Task instructions
Copy every one of the items below word for word, keeping their original order.

(Excerpts from a dataset on object pointing)
──────

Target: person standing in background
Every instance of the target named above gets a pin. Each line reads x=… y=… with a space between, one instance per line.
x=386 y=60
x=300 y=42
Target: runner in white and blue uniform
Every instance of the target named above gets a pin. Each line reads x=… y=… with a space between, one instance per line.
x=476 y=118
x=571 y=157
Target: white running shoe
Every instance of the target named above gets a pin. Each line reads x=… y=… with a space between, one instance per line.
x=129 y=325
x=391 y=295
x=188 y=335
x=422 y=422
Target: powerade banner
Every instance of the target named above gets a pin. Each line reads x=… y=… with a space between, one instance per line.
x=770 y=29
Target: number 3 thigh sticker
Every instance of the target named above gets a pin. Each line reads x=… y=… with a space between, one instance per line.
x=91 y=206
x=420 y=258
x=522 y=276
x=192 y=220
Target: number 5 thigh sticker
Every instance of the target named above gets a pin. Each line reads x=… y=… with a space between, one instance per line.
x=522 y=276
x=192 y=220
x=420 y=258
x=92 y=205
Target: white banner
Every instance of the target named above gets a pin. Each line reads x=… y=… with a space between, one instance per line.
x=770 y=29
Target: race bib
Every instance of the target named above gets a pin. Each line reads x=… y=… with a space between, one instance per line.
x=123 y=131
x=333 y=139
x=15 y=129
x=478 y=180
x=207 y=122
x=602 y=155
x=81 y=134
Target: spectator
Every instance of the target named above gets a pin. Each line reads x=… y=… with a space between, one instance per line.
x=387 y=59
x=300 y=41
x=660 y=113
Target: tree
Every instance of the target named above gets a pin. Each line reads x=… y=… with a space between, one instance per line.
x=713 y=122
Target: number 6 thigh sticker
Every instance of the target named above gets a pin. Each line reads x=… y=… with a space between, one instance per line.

──────

Response
Target: person standing in background
Every instance of the target named above gets a pin. Each line reads x=… y=… with a space between, one instance per line.
x=386 y=60
x=300 y=42
Target: runner in white and blue uniform
Every instance of the target named above gets a pin. Each line reads x=… y=… with a space between, one instance per line.
x=476 y=118
x=571 y=157
Target: white running shoe
Every instance of the target named above gets a pin. Each line reads x=… y=… with a space between, one instance per line.
x=129 y=325
x=391 y=295
x=188 y=335
x=422 y=422
Target: powerade banner
Every instance of the target named above gets a pin. Each line reads x=… y=… with a space between, one instance per line.
x=770 y=29
Target: number 3 thigh sticker
Every instance of the target named above gets a pin. Each line reads x=… y=… with a space between, one instance per line.
x=91 y=206
x=420 y=258
x=522 y=276
x=192 y=220
Target: number 5 thigh sticker
Every instance of the target named above gets a pin. Each line reads x=… y=… with a space between, one instance per line.
x=522 y=276
x=192 y=220
x=420 y=258
x=92 y=205
Target: white banner
Every instance of the target named above gets a pin. Each line reads x=… y=… with a space between, one instance per line.
x=770 y=29
Target: race bib
Every instance of the target named above gets a pin. Each line reads x=… y=… with a space between, one instance per line.
x=123 y=131
x=333 y=139
x=15 y=129
x=478 y=180
x=207 y=122
x=602 y=155
x=81 y=134
Target: spectator
Every instance of the target named above gets a pin. Each line reads x=… y=… with a space between, one instance per line.
x=387 y=59
x=300 y=41
x=660 y=113
Target: tree
Every instance of the target named above gets a pin. Each line reads x=… y=… with a space between, one instance per line.
x=713 y=122
Target: number 6 thigh sticker
Every instance of the target named above gets a pin. Each line reads x=… y=… with a space between, one instance per line.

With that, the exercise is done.